◆ Input records
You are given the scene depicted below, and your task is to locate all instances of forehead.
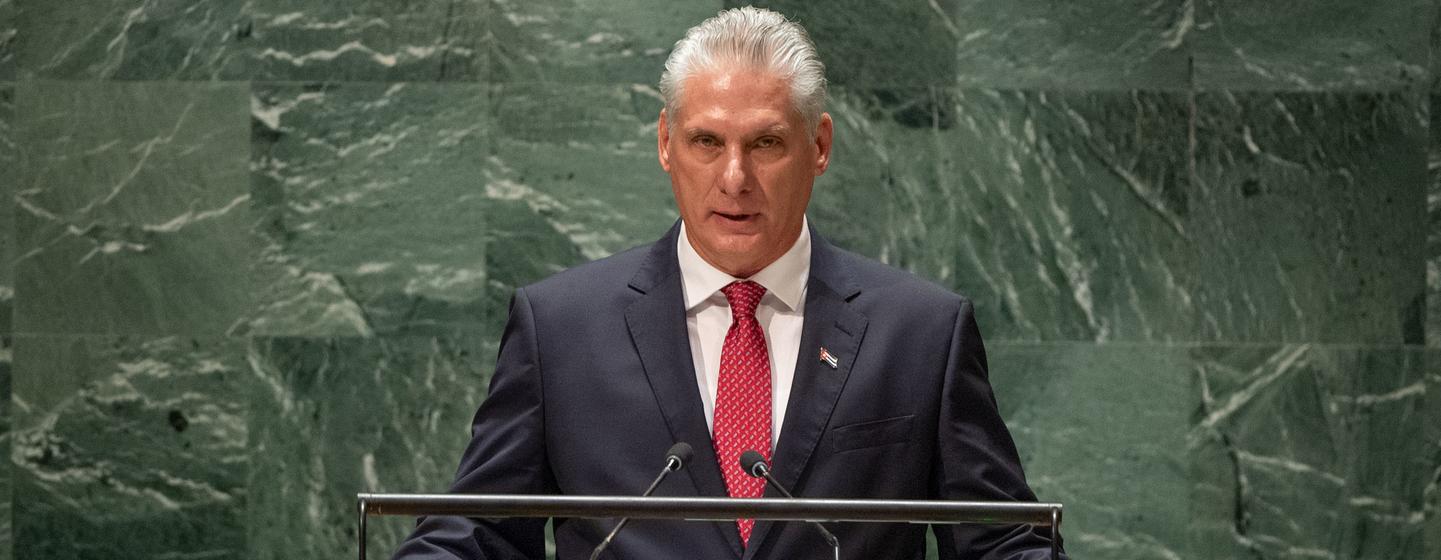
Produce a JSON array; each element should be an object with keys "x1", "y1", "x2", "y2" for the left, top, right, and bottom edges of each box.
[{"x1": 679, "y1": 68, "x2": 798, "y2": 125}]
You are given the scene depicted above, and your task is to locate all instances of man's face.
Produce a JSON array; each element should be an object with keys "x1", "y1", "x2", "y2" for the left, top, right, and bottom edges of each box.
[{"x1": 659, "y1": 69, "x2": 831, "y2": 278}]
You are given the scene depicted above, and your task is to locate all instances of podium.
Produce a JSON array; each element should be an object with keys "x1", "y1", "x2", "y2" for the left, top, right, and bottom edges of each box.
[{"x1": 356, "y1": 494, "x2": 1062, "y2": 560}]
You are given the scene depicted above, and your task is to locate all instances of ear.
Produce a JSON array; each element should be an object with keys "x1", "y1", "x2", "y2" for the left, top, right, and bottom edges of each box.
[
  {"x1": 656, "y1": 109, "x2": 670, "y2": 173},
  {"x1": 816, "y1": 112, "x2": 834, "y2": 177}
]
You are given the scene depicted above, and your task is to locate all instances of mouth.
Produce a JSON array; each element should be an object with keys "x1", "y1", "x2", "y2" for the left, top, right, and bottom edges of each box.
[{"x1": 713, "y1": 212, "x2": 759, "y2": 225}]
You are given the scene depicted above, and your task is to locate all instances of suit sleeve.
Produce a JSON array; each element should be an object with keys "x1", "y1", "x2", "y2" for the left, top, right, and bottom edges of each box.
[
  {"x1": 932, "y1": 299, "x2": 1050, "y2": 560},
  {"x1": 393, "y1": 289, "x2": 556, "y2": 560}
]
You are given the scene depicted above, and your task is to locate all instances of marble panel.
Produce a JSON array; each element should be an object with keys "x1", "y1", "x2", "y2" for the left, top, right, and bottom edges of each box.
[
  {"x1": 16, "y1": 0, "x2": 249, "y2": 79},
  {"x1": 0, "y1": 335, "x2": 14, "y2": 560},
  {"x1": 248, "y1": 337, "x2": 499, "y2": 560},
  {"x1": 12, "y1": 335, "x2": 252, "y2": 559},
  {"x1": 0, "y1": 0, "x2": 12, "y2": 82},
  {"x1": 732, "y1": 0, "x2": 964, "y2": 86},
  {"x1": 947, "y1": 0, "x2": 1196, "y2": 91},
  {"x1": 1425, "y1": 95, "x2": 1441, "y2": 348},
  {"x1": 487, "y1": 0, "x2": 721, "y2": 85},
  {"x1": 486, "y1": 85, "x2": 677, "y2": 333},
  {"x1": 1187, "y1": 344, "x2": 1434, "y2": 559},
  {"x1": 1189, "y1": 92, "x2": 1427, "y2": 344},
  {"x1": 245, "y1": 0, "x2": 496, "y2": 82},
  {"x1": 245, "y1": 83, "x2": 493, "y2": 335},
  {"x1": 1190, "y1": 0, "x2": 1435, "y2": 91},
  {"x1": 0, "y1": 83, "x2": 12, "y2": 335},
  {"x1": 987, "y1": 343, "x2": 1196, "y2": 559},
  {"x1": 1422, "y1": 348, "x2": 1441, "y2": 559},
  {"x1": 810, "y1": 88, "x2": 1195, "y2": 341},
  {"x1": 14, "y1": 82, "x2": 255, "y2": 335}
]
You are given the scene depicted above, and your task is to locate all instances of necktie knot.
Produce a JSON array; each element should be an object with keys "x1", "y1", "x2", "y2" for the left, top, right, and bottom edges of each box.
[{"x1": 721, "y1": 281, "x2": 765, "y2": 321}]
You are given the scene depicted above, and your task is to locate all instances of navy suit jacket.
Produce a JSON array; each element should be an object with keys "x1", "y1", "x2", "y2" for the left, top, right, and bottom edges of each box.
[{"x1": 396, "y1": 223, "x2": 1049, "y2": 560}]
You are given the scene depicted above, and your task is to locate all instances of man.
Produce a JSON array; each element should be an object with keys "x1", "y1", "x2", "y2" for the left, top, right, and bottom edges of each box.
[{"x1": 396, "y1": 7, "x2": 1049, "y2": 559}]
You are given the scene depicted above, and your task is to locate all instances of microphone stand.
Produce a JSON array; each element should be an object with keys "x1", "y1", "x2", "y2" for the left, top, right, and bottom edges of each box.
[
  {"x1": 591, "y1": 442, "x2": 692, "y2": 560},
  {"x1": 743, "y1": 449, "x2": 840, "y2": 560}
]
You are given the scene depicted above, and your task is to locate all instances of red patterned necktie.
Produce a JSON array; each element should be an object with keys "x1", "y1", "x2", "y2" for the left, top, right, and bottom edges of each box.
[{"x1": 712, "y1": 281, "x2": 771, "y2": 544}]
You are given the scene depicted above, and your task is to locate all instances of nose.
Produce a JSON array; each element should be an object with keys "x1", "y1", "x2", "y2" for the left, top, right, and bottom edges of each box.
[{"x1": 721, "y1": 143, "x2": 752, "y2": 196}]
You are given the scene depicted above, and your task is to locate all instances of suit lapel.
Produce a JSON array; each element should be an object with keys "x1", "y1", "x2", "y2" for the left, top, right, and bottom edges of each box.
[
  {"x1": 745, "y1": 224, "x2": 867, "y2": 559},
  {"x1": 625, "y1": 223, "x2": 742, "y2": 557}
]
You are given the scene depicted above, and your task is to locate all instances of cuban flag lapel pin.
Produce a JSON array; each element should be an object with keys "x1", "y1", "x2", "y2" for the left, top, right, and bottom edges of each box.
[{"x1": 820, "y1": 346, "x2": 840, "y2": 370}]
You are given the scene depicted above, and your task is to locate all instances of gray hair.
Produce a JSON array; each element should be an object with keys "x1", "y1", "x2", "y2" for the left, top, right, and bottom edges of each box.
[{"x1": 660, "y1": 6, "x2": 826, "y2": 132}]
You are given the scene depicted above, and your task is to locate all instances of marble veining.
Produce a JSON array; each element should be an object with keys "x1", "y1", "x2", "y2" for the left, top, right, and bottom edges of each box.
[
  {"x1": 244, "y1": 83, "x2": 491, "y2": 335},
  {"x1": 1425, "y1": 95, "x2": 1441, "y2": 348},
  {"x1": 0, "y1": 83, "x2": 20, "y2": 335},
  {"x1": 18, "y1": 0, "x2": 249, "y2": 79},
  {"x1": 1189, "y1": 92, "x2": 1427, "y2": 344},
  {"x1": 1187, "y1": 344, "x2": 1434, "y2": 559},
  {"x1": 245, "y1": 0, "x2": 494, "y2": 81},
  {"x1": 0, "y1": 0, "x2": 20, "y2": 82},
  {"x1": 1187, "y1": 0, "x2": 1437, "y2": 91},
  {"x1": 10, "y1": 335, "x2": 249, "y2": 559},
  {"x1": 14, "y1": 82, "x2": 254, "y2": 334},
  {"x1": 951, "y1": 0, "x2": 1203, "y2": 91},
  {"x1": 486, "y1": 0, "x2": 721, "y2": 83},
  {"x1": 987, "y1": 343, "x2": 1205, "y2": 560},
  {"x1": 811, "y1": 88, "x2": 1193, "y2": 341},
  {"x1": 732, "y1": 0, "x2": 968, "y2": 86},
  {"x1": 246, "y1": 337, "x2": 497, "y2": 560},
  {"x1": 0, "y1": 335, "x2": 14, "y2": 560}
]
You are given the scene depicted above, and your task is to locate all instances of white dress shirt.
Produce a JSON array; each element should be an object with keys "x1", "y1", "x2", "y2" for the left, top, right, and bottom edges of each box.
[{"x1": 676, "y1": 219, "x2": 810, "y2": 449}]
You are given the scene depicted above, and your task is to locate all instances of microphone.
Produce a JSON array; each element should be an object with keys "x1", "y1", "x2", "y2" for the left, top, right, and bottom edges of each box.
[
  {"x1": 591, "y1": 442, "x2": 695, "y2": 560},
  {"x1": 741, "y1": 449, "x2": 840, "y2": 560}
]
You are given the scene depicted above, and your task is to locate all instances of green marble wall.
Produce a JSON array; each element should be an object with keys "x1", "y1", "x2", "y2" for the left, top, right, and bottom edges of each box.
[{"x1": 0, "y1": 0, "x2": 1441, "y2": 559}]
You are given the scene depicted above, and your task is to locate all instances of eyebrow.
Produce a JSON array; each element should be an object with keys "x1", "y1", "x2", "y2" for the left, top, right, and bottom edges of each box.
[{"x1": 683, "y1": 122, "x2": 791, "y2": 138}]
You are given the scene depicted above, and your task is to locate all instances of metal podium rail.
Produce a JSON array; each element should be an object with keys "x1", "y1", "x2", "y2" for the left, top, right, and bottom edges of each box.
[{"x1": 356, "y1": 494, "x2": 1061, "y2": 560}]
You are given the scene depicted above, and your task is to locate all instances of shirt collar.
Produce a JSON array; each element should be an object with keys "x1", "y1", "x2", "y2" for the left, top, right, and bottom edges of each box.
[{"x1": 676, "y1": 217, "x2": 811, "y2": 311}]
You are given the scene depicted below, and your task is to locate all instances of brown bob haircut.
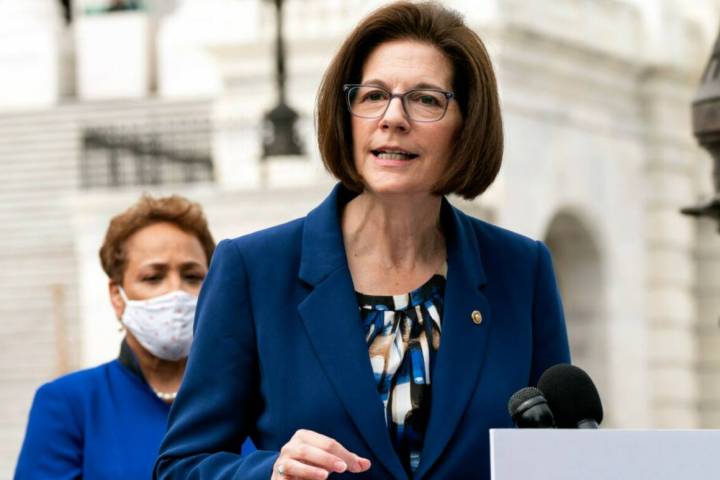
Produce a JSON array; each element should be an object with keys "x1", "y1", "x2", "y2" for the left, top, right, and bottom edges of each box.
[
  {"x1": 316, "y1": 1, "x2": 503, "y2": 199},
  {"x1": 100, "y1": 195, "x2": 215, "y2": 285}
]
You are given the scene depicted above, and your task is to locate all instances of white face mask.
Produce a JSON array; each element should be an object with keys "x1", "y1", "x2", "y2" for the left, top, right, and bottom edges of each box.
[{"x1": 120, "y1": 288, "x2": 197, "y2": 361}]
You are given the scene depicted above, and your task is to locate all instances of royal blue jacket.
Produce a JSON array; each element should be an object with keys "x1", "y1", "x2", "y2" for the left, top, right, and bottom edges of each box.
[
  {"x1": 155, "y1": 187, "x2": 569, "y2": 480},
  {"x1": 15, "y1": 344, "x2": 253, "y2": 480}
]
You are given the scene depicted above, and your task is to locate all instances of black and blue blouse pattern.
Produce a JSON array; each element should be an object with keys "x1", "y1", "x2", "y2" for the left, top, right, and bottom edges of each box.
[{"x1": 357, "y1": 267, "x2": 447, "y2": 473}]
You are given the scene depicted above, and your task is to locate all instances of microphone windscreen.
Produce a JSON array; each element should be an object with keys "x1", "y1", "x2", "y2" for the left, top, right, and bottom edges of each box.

◆ Description of the task
Report how many lines in the records above contain the string "suit", treating uppercase and lowercase as different, and reply with only that number.

◆ Problem solution
3